* Text segment *
But one of the biggest things that we're doing, and I don't know if people realize this, but we made a great deal with China, a great trade deal.

More on who's feeling the pain shortly because we're going to hear from a Chinese exporter to the United States who's got views on exactly that. But first of all, our North America business correspondent, Michelle Flurry, is with us on yet another busy day. Michelle, let's come to the president's thoughts in a moment because I know you've been watching a little bit of that as you get set to speak to us.

But take us right back to the start of the day then. The big reveal, the grand reveal. And oh my goodness, as usual, it had to be a complicated reveal, didn't it? About what's going on with these tariffs. Try and walk us through it. Yeah, I mean, initially we got news that there was, you know, a huge agreement coming. Then we were all waiting to find out exactly what that meant because we've sort of been down this path before. And...

Everyone was very pleasantly surprised to hear that there was this 90-day pause on tariffs that the countries had slapped on each other, the U.S. and China effectively acting as a trade embargo at these levels. So to talk you through it, 145% is what the U.S. had imposed on goods coming into the U.S. from China.

That will now go down to 30%. These are the sort of 20% you had previously from fentanyl. There are also steel and aluminium tariffs and car tariffs that remain in place that are separate to this deal. Going the other way around, U.S. goods that had been tariffed at 125% going into China will now be down to around 10%.

But as you just mentioned, Donald Trump has been speaking and he was talking about the fact that he will speak later this week to the Chinese leader, said they had great relations. The other thing that came out, he also said that China had agreed to open itself up to American business.

That is something a bit different to what we've heard from the official statements from those involved in the trade talks. Somewhat sort of a different line to what officials have been saying about what came out of those meetings in Europe. Yeah. Talk us through again what officials are saying, because that sort of came before all the announcement. But that in and of itself was interesting to Scott Besant, the Treasury secretary, who had been leading those talks that we were previewing here on the programme on Friday.

* Assigned task *
Answer these questions from the tariff broadcast above.
(a) How long is the pause on tariffs that the United States and China agreed to?
(b) What tariff rate had U.S. goods going into China faced, and what will that rate now be?
(c) Who is named as the Treasury secretary who had been leading the talks?

* Material supplied *
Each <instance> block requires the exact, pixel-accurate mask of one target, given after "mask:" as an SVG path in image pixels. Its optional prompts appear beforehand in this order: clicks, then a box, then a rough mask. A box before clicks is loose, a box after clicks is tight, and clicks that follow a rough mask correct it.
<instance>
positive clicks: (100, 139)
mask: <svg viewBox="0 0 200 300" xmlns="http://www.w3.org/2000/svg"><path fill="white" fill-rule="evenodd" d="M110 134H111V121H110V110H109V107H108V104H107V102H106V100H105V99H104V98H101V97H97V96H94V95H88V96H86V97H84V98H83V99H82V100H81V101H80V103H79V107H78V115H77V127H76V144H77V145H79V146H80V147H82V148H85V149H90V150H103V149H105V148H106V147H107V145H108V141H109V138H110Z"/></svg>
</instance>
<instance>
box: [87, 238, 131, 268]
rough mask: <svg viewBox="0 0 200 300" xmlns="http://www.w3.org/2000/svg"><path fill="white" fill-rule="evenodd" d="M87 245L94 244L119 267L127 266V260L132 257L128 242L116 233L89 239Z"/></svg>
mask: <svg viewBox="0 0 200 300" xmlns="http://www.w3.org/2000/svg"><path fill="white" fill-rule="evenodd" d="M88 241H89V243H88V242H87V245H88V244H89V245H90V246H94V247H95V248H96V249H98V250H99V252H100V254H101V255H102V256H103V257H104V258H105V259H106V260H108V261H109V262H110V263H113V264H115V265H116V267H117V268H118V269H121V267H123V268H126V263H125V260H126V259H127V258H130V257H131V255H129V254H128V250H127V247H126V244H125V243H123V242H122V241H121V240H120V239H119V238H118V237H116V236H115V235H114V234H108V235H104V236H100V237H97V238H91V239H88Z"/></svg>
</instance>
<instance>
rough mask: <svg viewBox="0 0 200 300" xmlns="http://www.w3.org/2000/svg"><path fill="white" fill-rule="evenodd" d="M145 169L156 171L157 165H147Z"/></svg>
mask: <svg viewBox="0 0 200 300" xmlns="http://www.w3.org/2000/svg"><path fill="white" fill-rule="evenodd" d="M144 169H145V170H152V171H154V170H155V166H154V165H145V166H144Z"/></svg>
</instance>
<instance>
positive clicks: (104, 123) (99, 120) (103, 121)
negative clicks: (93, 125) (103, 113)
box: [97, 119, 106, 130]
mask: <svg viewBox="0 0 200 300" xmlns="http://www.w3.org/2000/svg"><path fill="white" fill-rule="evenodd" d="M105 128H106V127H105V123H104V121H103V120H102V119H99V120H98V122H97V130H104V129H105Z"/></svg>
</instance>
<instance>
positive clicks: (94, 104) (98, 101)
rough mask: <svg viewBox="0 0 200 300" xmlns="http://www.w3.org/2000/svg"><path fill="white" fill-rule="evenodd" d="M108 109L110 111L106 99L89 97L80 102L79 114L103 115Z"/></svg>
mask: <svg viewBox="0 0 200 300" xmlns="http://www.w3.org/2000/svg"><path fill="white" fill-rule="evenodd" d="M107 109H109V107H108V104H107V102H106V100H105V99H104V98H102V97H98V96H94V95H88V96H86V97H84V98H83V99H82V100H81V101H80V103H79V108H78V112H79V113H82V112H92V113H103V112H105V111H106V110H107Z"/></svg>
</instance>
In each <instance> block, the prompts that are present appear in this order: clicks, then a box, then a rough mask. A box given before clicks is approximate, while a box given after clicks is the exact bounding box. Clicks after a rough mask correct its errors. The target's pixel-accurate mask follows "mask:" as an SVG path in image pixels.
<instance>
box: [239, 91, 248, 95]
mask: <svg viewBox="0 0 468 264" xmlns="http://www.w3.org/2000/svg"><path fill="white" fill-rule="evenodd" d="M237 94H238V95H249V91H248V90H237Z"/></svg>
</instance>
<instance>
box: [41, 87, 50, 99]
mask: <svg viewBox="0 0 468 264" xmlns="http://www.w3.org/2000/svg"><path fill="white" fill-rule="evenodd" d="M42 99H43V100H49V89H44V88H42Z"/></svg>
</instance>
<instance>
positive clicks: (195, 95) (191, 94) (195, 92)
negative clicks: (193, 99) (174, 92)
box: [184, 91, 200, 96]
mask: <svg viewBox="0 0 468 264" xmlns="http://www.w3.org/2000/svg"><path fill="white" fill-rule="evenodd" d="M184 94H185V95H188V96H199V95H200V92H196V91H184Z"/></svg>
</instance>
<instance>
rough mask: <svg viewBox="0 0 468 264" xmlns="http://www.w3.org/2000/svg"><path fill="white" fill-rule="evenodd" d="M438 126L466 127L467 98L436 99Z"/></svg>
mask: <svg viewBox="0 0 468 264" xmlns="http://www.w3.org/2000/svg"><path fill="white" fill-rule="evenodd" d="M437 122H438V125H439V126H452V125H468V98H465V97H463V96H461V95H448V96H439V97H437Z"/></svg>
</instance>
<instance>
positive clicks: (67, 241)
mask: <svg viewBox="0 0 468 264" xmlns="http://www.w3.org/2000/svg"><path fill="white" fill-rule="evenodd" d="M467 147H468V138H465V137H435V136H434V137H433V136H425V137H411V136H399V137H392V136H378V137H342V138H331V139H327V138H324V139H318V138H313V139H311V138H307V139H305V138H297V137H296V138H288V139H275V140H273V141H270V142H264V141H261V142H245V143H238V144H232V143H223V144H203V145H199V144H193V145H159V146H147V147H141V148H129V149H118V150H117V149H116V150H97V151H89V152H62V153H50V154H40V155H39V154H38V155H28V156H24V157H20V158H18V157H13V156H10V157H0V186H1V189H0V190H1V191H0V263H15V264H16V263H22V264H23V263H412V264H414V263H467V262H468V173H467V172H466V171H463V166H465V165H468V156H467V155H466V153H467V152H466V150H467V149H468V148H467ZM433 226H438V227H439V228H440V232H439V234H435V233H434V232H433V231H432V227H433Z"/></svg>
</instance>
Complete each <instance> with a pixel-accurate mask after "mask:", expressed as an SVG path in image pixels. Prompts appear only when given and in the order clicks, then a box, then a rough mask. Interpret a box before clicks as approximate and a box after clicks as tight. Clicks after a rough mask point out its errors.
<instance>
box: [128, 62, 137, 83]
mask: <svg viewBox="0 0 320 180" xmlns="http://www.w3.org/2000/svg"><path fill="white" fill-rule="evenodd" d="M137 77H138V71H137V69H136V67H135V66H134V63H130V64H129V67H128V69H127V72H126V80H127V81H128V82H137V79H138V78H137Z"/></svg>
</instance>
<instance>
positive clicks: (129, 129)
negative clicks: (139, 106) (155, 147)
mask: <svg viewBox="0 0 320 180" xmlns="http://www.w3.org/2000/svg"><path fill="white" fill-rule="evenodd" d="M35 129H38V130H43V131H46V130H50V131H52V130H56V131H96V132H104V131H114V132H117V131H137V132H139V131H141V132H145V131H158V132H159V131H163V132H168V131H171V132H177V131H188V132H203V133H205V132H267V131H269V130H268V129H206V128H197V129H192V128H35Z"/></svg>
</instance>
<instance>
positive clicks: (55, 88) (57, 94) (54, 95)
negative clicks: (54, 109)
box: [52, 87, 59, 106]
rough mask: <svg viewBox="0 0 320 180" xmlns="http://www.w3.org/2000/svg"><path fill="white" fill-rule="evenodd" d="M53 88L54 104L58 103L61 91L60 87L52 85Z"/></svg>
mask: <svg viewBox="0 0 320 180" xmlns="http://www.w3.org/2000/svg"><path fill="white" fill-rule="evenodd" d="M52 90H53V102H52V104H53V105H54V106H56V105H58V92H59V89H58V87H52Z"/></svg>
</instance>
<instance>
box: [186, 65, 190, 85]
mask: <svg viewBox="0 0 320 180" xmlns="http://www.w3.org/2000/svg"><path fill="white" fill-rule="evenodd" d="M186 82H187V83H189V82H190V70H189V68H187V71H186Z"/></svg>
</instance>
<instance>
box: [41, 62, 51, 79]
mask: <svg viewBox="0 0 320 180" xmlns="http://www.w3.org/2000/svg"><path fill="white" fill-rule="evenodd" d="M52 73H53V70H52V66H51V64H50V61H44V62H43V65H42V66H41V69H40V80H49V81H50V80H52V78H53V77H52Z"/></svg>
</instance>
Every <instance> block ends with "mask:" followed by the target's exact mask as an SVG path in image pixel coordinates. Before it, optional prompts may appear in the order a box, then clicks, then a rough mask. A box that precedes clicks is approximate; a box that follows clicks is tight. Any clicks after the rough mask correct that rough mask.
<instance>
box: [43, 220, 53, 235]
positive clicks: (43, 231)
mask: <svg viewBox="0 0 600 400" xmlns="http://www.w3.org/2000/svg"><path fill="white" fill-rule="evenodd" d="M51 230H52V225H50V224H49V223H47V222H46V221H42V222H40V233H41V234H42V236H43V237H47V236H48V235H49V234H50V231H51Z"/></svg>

* Problem solution *
(a) 90 days.
(b) 125%, now down to around 10%.
(c) Scott Besant.